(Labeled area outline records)
────

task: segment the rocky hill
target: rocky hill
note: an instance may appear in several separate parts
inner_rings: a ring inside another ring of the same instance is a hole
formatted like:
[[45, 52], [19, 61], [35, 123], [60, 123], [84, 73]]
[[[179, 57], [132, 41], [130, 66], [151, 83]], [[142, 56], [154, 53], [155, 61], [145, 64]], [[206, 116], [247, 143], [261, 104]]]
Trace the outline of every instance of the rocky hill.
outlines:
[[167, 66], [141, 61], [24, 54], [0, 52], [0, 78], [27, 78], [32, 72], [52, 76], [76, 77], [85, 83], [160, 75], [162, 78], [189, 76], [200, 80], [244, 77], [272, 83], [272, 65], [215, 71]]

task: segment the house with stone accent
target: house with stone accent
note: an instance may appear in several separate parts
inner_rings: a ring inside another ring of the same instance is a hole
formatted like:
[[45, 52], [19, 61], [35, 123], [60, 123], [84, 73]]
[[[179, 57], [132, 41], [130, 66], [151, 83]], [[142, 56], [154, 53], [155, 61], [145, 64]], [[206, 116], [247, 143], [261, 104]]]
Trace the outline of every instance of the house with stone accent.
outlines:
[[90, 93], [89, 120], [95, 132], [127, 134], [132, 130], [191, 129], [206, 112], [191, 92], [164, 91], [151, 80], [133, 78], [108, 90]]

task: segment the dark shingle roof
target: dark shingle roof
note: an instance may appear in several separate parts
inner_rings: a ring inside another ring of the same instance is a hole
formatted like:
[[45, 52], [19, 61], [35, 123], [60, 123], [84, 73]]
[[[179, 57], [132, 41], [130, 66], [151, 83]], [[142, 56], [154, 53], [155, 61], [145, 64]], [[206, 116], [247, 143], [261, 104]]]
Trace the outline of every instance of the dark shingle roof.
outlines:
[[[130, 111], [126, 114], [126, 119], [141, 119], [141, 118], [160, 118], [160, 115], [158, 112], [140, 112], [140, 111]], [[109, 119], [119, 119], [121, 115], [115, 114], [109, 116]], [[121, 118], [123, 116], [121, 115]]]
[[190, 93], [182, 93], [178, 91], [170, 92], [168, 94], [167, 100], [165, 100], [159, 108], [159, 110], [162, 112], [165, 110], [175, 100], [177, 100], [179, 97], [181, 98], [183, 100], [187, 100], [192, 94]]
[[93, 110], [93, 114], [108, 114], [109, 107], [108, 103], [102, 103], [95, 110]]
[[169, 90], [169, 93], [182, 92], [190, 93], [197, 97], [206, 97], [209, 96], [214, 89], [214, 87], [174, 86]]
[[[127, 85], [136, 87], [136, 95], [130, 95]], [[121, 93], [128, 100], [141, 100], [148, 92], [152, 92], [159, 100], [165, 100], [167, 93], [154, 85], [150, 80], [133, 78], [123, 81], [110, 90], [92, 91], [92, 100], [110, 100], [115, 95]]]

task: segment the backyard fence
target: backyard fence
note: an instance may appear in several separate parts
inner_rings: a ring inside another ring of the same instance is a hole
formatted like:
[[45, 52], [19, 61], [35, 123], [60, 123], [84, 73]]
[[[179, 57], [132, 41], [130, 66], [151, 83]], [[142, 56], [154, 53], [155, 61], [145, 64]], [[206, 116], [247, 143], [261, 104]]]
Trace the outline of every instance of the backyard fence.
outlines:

────

* [WHAT YOU SHOULD DO]: Update the records above by changing every "instance" to "occurrence" and leaving everything else unchanged.

* [RESULT OF THE TASK]:
task: segment the rocky hill
target: rocky hill
note: an occurrence may appear in several separate parts
inner_rings: a ring inside another ring of the same occurrence is a hole
formatted like:
[[45, 52], [19, 61], [35, 123], [60, 123], [84, 73]]
[[[179, 57], [132, 41], [130, 66], [151, 83]], [[142, 56], [154, 53], [155, 61], [145, 64]], [[206, 116], [247, 143], [261, 104]]]
Trace the outline of every occurrence of the rocky hill.
outlines:
[[167, 66], [141, 61], [24, 54], [0, 52], [0, 78], [27, 78], [32, 72], [52, 76], [76, 77], [85, 83], [160, 75], [162, 78], [189, 76], [200, 80], [244, 77], [272, 83], [272, 65], [215, 71]]

task: segment the house with stone accent
target: house with stone accent
note: an occurrence may appear in several separate parts
inner_rings: a ring inside another ring of the same occurrence is a hole
formatted like:
[[45, 52], [19, 61], [35, 123], [60, 123], [84, 73]]
[[[179, 57], [132, 41], [130, 66], [151, 83]], [[142, 56], [154, 53], [155, 61], [145, 64]], [[206, 116], [247, 143], [261, 104]]]
Trace the outline of every occurrence of the house with stone accent.
outlines:
[[90, 93], [89, 120], [95, 132], [127, 134], [132, 130], [191, 129], [206, 112], [191, 92], [164, 91], [151, 80], [133, 78], [108, 90]]

task: segment the dark shingle roof
target: dark shingle roof
note: an occurrence may appear in several separate parts
inner_rings: a ring inside another ring of the same occurrence is a hole
formatted like:
[[45, 52], [19, 61], [35, 123], [60, 123], [84, 73]]
[[[179, 57], [132, 41], [130, 66], [151, 83]], [[142, 56], [154, 53], [155, 61], [145, 64]], [[206, 116], [247, 143], [261, 104]]]
Trace the outline of every occurrence of the dark shingle roof.
outlines:
[[[130, 111], [126, 114], [126, 119], [141, 119], [141, 118], [160, 118], [160, 115], [158, 112], [140, 112], [140, 111]], [[109, 119], [119, 119], [121, 115], [115, 114], [109, 116]], [[121, 118], [123, 116], [121, 115]]]
[[190, 93], [182, 93], [178, 91], [170, 92], [168, 94], [167, 100], [165, 100], [159, 108], [159, 110], [162, 112], [165, 110], [175, 100], [177, 100], [179, 97], [181, 98], [183, 100], [187, 100], [192, 94]]
[[93, 110], [93, 114], [108, 114], [109, 107], [108, 103], [102, 103], [95, 110]]
[[169, 90], [169, 93], [182, 92], [190, 93], [197, 97], [206, 97], [209, 96], [214, 89], [214, 87], [174, 86]]
[[[127, 85], [136, 87], [136, 95], [130, 95]], [[121, 93], [128, 100], [141, 100], [148, 92], [152, 92], [159, 100], [165, 100], [167, 93], [154, 85], [150, 80], [133, 78], [123, 81], [110, 90], [92, 91], [92, 100], [110, 100], [115, 95]]]

task: segment the backyard fence
target: backyard fence
note: an occurrence may appear in several separate parts
inner_rings: a ring inside another ring of the same occurrence is a hole
formatted like:
[[45, 52], [19, 61], [35, 123], [60, 123], [84, 73]]
[[[179, 57], [132, 41], [130, 66], [151, 83]], [[142, 56], [154, 53], [155, 61], [145, 64]], [[206, 116], [247, 143], [261, 104]]]
Trace the outline of every occurrence of the backyard fence.
outlines:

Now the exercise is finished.